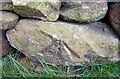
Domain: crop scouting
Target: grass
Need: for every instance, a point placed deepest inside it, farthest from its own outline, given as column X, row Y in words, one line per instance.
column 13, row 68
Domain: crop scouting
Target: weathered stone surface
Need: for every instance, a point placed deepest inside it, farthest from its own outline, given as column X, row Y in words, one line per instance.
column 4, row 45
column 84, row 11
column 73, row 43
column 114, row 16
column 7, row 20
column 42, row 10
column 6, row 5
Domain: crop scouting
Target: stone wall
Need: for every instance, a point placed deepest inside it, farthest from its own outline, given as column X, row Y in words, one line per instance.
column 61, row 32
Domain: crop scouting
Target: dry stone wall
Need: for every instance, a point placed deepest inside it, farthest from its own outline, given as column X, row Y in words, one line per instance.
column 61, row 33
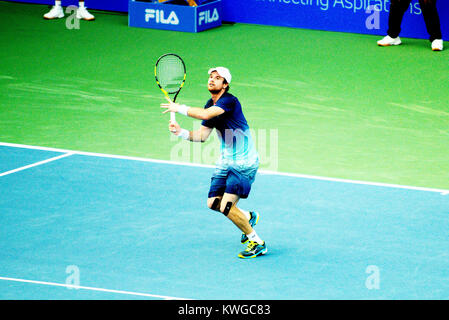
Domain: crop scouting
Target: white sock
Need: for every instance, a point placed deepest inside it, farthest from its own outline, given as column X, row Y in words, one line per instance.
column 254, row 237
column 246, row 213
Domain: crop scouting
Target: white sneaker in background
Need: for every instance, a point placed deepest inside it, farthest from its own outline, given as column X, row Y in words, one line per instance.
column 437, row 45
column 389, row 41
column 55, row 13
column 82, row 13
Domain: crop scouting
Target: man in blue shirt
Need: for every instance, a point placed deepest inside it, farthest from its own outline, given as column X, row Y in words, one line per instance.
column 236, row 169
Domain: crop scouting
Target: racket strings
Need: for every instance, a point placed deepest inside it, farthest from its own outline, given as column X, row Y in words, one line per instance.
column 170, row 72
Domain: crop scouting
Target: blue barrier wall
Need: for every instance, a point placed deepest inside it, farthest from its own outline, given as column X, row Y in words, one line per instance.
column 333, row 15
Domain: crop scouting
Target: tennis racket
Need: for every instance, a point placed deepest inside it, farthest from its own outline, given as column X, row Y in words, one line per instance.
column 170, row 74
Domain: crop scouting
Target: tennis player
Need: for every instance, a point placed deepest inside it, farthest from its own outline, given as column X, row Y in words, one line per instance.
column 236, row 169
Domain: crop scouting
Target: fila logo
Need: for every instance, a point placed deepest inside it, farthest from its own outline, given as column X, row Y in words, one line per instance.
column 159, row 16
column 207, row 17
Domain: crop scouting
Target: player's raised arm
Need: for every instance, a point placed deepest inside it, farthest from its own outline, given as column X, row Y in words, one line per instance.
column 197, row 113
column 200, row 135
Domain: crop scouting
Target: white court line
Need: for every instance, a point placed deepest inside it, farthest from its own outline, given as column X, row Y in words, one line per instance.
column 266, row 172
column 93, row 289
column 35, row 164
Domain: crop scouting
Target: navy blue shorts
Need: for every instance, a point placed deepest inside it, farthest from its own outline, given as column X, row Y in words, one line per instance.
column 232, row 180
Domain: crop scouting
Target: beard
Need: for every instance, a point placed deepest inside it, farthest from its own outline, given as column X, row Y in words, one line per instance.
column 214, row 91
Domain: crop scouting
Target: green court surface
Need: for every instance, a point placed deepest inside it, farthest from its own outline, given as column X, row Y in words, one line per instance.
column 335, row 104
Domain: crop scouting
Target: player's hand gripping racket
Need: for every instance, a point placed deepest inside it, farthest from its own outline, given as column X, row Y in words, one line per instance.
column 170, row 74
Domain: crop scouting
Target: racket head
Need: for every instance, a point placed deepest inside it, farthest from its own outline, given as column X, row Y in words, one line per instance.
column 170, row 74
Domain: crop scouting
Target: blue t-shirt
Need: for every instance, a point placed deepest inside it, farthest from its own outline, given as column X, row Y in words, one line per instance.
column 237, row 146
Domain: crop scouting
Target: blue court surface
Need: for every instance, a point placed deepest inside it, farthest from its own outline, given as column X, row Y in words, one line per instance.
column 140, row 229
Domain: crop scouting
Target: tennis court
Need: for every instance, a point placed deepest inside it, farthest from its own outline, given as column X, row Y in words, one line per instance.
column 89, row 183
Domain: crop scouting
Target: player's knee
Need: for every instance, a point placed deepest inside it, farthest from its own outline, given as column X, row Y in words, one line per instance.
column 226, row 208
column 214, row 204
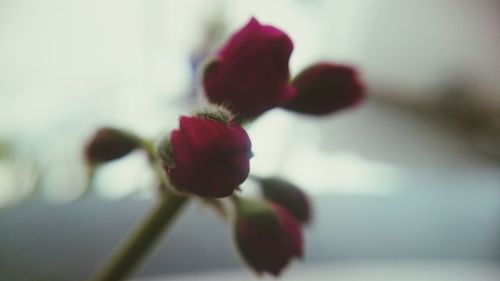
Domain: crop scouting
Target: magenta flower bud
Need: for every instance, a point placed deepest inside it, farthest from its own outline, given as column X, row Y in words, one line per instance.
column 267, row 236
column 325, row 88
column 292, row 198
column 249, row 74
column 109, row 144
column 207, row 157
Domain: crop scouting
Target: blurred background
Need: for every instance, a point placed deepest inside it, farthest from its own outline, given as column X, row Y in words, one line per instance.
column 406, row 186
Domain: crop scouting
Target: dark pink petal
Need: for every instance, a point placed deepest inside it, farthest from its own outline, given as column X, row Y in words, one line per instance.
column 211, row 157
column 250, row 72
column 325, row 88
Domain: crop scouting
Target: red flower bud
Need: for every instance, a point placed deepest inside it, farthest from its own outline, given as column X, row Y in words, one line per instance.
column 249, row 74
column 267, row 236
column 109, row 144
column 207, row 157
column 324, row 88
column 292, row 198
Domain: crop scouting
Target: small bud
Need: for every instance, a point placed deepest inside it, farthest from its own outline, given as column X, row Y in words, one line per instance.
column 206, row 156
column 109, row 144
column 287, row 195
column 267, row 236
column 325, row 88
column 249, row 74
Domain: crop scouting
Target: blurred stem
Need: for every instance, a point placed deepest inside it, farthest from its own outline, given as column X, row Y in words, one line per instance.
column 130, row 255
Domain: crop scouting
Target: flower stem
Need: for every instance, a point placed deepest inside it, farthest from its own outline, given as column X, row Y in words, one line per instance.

################

Task objective> Please locate and copy every line of the records above that contains the word "blurred".

Complete output>
Target: blurred background
Target: blurred stem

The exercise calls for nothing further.